◆ REQUIREMENTS ◆
Which lines in the records below contain the word "white"? Pull out each of them in full, treating uppercase and lowercase as different.

Point labeling records
┌────────

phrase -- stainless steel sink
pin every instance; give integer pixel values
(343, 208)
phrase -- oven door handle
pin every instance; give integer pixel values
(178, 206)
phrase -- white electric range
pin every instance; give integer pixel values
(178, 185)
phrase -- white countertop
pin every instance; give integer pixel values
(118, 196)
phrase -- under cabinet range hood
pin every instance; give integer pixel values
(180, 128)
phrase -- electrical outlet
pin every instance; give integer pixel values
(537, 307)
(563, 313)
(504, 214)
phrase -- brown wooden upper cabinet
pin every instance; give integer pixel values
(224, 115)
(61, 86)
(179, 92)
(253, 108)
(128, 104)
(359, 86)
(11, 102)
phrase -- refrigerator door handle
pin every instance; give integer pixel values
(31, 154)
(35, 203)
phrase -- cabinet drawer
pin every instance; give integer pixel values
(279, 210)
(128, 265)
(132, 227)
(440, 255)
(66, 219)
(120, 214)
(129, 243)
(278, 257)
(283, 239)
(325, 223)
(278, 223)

└────────
┌────────

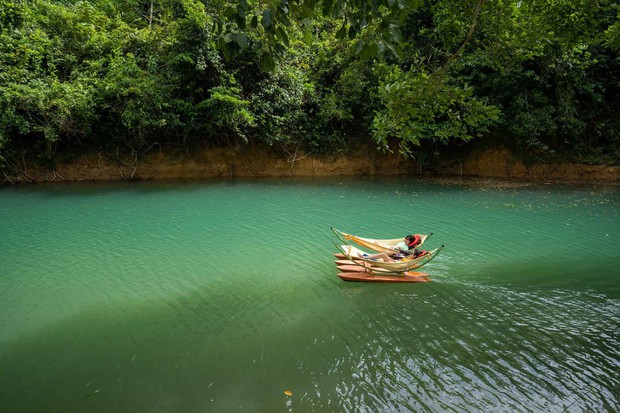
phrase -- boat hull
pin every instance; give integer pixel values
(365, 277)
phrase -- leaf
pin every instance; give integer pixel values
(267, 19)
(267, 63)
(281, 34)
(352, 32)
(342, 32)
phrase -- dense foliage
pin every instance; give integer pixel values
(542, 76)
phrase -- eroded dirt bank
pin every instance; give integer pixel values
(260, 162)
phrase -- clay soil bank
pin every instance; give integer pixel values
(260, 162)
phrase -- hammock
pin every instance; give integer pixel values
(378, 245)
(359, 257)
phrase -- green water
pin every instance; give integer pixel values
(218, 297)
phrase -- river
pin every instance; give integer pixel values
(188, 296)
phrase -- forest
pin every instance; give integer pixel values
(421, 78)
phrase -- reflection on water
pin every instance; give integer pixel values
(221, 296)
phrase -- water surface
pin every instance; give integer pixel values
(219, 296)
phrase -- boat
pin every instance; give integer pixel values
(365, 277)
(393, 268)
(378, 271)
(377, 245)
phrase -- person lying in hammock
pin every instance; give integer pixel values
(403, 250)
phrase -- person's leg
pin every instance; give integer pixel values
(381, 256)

└────────

◆ ANSWER TO THE TASK ◆
phrase -- white electric range
phrase -- white countertop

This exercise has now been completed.